=== Material fornecido ===

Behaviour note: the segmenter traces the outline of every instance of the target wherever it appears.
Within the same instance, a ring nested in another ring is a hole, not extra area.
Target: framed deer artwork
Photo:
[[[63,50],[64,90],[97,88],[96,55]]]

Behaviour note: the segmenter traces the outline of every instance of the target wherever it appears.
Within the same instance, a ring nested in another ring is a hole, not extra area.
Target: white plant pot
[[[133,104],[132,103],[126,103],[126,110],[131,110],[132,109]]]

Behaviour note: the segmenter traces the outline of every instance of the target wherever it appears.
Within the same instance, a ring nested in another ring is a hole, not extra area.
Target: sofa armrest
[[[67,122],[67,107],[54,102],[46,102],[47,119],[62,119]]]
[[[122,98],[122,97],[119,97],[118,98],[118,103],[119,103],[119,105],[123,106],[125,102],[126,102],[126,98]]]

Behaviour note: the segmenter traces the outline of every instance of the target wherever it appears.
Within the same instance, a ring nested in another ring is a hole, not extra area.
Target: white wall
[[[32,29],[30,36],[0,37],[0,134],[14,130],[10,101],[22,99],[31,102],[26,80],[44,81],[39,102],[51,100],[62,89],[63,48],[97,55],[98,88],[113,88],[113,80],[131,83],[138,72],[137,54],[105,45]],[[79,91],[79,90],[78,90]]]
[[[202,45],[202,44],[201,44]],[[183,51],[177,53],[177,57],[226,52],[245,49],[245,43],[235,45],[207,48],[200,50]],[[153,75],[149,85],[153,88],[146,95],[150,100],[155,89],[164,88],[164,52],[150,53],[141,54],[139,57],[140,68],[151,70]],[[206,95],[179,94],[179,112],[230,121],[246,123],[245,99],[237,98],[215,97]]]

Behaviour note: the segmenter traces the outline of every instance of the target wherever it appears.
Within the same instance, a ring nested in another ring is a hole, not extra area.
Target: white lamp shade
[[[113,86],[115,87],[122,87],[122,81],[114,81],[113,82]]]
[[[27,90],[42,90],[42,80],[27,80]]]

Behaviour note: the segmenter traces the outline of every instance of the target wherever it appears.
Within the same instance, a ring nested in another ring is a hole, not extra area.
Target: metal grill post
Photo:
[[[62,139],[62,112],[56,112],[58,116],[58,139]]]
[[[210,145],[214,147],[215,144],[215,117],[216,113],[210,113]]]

===

__Requisitos da tarefa__.
Reproduza sem nenhuma alteração o trecho do material que vai do início até a linha que contém "[[[133,104],[132,103],[126,103],[126,110],[131,110],[132,109]]]", incluindo as duas extremidades.

__Tarefa concluída__.
Behaviour note: the segmenter traces the outline of every instance of the target wherever it appears.
Within the same instance, a ring nested in another ring is a hole, not extra area.
Target: framed deer artwork
Photo:
[[[63,50],[64,90],[97,88],[96,55]]]

Behaviour note: the segmenter traces the outline of every instance of the target wherever it appears.
Within the same instance, a ring nested in another ring is a hole, not extra area.
Target: white plant pot
[[[133,104],[132,103],[126,103],[126,110],[131,110],[132,109]]]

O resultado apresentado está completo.